• _PROBLEM DESCRIPTION_:
Repeat the data below word for word, keeping every line as it is.
** Begin DATASET RECORDS **
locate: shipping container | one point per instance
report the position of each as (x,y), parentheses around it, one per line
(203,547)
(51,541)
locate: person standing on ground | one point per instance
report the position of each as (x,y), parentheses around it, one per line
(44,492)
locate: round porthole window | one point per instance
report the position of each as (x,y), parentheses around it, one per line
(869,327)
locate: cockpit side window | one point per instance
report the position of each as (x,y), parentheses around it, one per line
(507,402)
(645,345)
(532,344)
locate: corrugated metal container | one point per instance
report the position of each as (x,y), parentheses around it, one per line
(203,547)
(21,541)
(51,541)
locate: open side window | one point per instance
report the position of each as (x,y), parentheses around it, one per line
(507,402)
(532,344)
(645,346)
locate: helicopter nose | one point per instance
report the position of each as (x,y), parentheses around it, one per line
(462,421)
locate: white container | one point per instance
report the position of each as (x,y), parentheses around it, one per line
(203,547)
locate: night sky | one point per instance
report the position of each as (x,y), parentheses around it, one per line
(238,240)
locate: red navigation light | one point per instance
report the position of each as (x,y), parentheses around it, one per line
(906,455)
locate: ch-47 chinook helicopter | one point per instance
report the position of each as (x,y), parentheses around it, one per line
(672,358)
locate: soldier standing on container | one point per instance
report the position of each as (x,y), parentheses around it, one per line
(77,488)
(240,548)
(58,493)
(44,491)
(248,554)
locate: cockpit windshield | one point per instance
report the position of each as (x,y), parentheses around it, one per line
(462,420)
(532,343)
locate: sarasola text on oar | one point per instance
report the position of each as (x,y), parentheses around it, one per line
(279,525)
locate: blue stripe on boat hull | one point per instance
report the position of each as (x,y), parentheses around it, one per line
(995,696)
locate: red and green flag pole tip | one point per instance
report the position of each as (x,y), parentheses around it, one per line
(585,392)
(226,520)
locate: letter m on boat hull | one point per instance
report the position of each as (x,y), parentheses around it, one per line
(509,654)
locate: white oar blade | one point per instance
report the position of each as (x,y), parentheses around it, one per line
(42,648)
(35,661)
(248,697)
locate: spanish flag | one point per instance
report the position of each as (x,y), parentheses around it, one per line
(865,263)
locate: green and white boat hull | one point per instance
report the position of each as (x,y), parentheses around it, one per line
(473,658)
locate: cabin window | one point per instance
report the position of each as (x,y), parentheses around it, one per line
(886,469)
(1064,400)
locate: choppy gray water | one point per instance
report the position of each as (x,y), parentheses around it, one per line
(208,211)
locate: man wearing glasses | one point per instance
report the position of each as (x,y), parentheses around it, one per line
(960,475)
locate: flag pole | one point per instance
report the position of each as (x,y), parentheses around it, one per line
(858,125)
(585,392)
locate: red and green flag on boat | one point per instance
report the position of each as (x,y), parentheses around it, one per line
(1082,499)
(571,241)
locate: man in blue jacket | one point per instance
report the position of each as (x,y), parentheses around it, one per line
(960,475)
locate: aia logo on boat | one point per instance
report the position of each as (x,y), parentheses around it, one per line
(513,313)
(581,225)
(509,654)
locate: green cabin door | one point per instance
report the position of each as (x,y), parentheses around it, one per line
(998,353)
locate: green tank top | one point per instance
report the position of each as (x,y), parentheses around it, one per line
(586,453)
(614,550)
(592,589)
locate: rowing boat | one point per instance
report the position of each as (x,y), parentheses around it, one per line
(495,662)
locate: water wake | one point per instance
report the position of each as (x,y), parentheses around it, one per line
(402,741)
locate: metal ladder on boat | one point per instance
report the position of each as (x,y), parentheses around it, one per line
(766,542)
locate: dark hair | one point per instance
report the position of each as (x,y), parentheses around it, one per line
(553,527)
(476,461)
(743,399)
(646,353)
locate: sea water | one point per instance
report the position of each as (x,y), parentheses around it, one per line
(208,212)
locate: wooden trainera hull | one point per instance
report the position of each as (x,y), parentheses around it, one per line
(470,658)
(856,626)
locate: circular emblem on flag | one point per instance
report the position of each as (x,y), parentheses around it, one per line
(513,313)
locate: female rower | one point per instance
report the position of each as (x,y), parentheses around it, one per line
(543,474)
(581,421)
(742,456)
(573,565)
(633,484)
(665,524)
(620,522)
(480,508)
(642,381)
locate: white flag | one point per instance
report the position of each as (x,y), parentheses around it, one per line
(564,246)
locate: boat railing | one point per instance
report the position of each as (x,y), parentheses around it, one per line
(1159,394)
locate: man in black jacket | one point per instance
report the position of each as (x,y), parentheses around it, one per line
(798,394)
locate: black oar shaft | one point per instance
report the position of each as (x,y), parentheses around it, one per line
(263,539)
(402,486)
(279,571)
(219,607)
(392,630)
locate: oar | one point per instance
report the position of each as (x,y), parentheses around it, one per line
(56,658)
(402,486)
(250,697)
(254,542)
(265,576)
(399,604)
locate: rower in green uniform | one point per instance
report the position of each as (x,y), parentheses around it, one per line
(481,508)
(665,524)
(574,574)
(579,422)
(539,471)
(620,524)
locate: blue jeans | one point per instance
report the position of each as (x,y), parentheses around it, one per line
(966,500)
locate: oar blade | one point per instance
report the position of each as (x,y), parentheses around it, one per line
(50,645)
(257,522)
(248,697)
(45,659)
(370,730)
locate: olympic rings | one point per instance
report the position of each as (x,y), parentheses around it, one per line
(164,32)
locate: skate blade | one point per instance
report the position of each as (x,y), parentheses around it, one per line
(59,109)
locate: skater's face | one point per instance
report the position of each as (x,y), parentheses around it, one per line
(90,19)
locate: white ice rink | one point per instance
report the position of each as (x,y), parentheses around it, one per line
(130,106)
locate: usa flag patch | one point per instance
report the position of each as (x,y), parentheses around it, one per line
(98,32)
** End DATASET RECORDS **
• _OUTPUT_:
locate: shipping container | one point per instance
report the position of each as (x,y), parentheses around it, one per line
(203,547)
(51,541)
locate: person standing on ground | one point per instance
report the position of each as (x,y), parentheses around it, one per line
(44,492)
locate: round porthole window | one point per instance
report the position of each as (x,y), parentheses around it, one per line
(869,327)
locate: cockpit side window | one point per instance
report the position of each as (x,y), parentheses around it, one per line
(507,402)
(645,345)
(532,344)
locate: corrugated metal container | one point per instance
report the position of each as (x,y), parentheses around it, one per line
(203,547)
(21,541)
(51,541)
locate: open side window | one point per instance
report the position of each as (x,y), parentheses around it, one per line
(507,402)
(532,344)
(645,346)
locate: helicopter nose | one point per instance
report the position of each as (x,y), parentheses around it, one per line
(462,421)
locate: white container | one point per instance
report the position of each as (x,y), parentheses around it, one per line
(203,547)
locate: night sky | one point per instance
report the position of each as (x,y), parentheses around it, one per line
(238,240)
locate: red navigation light | one point per instance
report the position of each as (x,y), parentheses around it, one per line
(906,455)
locate: ch-47 chinook helicopter | one point per instance
report the position of each as (x,y), parentheses around it, one per line
(672,358)
locate: soldier standing on container | one point per instance
report the position of each as (x,y), parentheses around it, one per line
(77,488)
(240,548)
(58,493)
(44,491)
(248,554)
locate: cockpit windshield | one point per instance
report the position of each as (x,y), parentheses around it, one per line
(462,420)
(532,343)
locate: sarasola text on oar | one point per instance
report the position of each as (x,y), parentheses around it, one per line
(279,525)
locate: blue stripe on boat hull | one point per instance
report the position of each as (x,y), parentheses around it, one per line
(995,696)
locate: red and green flag pole tip | one point per instance
report the position of each as (x,y), parentheses around it, one per line
(585,392)
(226,520)
locate: letter m on boat hull | one point per instance
report the position of each as (x,y), parentheses around it, one per line
(509,654)
locate: white oar blade | one point per instance
report the position of each as (x,y), parentheses around it, one per line
(42,648)
(35,661)
(248,697)
locate: spanish flag | one point per instance
report the position of each as (x,y), parentheses around it, one per line
(865,263)
locate: green and white boat hull | one point per instance
report the position of each as (x,y), parentheses around it, one per line
(473,658)
locate: cabin window | one point per instance
report the position of each as (x,y), parentheses around it, one per line
(886,469)
(1064,400)
locate: choppy gray water | one point per instance
report the position of each as (x,y), parentheses around it, one per line
(208,211)
locate: man wearing glasses | one point per instance
report the position of each as (x,y), parentheses around it, one per line
(960,475)
locate: flag pole | one point per instance
report the position of each as (x,y), parentheses around it, one per line
(858,125)
(585,392)
locate: red and green flag on boat | one point per instance
report the position of each as (x,y), parentheses around it, one per line
(1082,499)
(571,241)
locate: man in blue jacket | one point per instance
report the position of each as (x,y), parentheses around it, one per line
(960,475)
locate: aia logo on boat | one point per instance
report the position of each as (x,y), parentheses around it, one per line
(513,313)
(581,225)
(509,654)
locate: green cabin door | one point per instance
report the position of each as (x,y), parentheses around it, one per line
(998,353)
locate: green tank top | one point per instance
report the position of each as (x,y), parentheses around it, one per line
(586,453)
(614,550)
(592,589)
locate: rowing boat | one point per instance
report the position of each as (x,y), parentheses around it, one per line
(495,662)
locate: water wake | one point per instance
report the position of each as (x,y), parentheses around it, one per line
(402,741)
locate: metal ladder on boat | one point per instance
report the position of each as (x,y), parentheses around it, one per line
(766,542)
locate: dark hair | one point per instance
report the position of each as (x,y), parentheses around it, one per line
(553,527)
(476,461)
(743,399)
(646,353)
locate: sea water | one point per instance
report the position of each as (x,y), parentheses around it, one per line
(208,212)
locate: wooden trainera hull | one point per instance
report the position of each as (x,y), parentheses around it, one per line
(470,658)
(856,626)
locate: circular emblem on flag | one point per instance
report the position of each as (x,y), parentheses around it, one per line
(513,313)
locate: female rower | one point per instance
report the position of each as (x,y), parentheses around it, one per line
(543,474)
(581,421)
(742,456)
(573,565)
(633,484)
(665,524)
(620,522)
(480,508)
(642,381)
locate: white flag | one point per instance
report the position of each as (x,y), parentheses around it, one per line
(564,246)
locate: boat railing | one point per instance
report the position of each as (x,y), parentheses around it, one per line
(1159,394)
locate: man in black jacket | one point per instance
report the position of each as (x,y), parentheses around it, one per line
(798,394)
locate: black oar shaft | one point per instance
report the position of each as (x,y), parentheses around it, one per line
(263,539)
(402,486)
(279,571)
(219,607)
(392,630)
locate: oar | one point per instance
report the position of each as (x,y), parentheses around it, one per line
(56,658)
(402,486)
(250,697)
(254,542)
(265,576)
(399,604)
locate: rower in green uniform | one point per instance
report the position of each as (x,y), parentheses around it, one per line
(481,508)
(665,524)
(574,574)
(579,422)
(539,471)
(620,524)
locate: blue jeans | one point per instance
report the position of each as (x,y), parentheses around it, one per line
(966,500)
locate: oar blade | one point per instance
report the position of each as (x,y), parentheses around it, one per line
(50,645)
(257,522)
(248,697)
(45,659)
(370,730)
locate: olympic rings | one point per instance
report the position of each as (x,y), parentheses around it, one per line
(164,32)
locate: skate blade | one point per instance
report the position of each as (x,y), parentheses around it, one per line
(59,109)
locate: skater's face | one point per instance
report the position of each as (x,y), parentheses around it, one per line
(90,19)
locate: white ice rink | one point per instance
report the position of each as (x,y), parentheses around it, one per line
(130,106)
locate: usa flag patch | one point per instance
report the position of each as (x,y), parentheses around it, one per line
(98,32)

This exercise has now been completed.